# Supplied material:
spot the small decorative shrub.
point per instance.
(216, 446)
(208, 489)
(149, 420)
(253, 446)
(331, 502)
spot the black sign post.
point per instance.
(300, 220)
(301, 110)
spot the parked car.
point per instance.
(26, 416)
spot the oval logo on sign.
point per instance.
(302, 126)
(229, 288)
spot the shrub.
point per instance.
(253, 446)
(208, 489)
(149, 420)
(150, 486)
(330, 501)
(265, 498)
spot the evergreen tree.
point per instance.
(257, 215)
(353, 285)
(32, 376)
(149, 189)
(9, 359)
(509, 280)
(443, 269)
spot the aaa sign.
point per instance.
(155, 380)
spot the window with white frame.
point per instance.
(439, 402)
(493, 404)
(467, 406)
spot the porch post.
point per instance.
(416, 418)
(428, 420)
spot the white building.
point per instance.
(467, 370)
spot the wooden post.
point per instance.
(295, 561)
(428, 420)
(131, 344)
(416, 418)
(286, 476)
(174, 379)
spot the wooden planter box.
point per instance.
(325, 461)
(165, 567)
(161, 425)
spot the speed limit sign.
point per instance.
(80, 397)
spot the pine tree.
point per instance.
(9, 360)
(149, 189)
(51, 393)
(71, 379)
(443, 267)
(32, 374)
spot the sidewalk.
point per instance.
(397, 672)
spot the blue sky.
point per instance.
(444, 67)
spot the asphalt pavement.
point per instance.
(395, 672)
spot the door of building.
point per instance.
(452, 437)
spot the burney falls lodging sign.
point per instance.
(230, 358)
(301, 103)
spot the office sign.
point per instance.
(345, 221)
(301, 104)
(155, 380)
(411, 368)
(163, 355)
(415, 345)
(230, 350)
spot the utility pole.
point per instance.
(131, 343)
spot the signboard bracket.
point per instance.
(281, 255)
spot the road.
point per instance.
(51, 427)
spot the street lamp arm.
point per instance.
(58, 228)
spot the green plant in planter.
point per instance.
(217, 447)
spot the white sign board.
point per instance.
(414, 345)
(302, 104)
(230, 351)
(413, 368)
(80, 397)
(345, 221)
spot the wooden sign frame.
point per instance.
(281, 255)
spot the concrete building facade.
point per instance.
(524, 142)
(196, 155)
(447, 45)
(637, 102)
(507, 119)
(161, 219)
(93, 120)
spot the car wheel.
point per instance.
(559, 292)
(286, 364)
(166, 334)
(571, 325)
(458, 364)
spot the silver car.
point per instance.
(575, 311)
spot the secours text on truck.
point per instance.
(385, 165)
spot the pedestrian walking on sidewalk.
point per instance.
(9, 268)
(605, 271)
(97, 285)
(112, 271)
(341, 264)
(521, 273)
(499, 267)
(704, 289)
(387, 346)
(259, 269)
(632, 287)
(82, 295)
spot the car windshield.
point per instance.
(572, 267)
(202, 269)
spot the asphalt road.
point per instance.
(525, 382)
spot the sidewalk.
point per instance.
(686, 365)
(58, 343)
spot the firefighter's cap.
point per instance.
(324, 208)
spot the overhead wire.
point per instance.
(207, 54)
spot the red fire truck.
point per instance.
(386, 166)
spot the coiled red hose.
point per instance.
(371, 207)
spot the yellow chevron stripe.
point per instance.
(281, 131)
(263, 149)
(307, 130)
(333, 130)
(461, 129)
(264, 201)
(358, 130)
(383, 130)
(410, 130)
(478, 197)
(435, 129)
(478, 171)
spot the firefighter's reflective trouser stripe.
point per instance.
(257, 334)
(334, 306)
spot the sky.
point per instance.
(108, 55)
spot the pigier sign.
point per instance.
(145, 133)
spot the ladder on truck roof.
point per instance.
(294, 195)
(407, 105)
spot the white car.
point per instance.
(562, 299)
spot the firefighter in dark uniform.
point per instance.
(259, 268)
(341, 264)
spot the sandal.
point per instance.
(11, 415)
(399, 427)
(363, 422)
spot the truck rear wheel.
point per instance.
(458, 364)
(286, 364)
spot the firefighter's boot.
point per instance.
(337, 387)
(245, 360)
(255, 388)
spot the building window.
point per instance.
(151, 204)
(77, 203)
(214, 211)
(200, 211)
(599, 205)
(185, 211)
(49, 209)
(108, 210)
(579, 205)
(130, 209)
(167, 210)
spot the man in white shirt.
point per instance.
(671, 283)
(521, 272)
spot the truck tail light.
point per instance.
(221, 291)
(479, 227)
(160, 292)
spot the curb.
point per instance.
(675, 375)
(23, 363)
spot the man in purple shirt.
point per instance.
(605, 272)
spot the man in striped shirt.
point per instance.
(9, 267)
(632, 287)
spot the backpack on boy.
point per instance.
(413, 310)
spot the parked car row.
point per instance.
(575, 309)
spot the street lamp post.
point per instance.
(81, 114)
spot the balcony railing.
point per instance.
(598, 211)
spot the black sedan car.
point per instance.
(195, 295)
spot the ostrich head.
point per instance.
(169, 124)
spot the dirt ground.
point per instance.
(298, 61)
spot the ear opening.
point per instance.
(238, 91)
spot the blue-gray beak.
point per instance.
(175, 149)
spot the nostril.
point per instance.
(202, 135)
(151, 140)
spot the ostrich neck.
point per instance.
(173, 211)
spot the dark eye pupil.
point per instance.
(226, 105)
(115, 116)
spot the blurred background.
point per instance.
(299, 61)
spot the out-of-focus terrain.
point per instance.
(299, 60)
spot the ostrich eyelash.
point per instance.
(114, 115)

# Your instructions:
Reprint exactly the lines above that start at the one with "spot the car wheel." and end at the one with "spot the asphalt road.", keeping both and adding none.

# Written response:
spot the car wheel.
point per instance.
(559, 292)
(286, 364)
(166, 334)
(571, 325)
(458, 364)
spot the silver car.
point per instance.
(575, 311)
spot the secours text on truck.
point per instance.
(385, 165)
spot the pedestrian walking on sidewalk.
point per instance.
(9, 268)
(605, 271)
(97, 285)
(112, 271)
(341, 264)
(521, 273)
(499, 267)
(704, 289)
(387, 346)
(259, 269)
(632, 287)
(82, 295)
spot the car windshield.
point per instance.
(572, 267)
(202, 269)
spot the asphalt road.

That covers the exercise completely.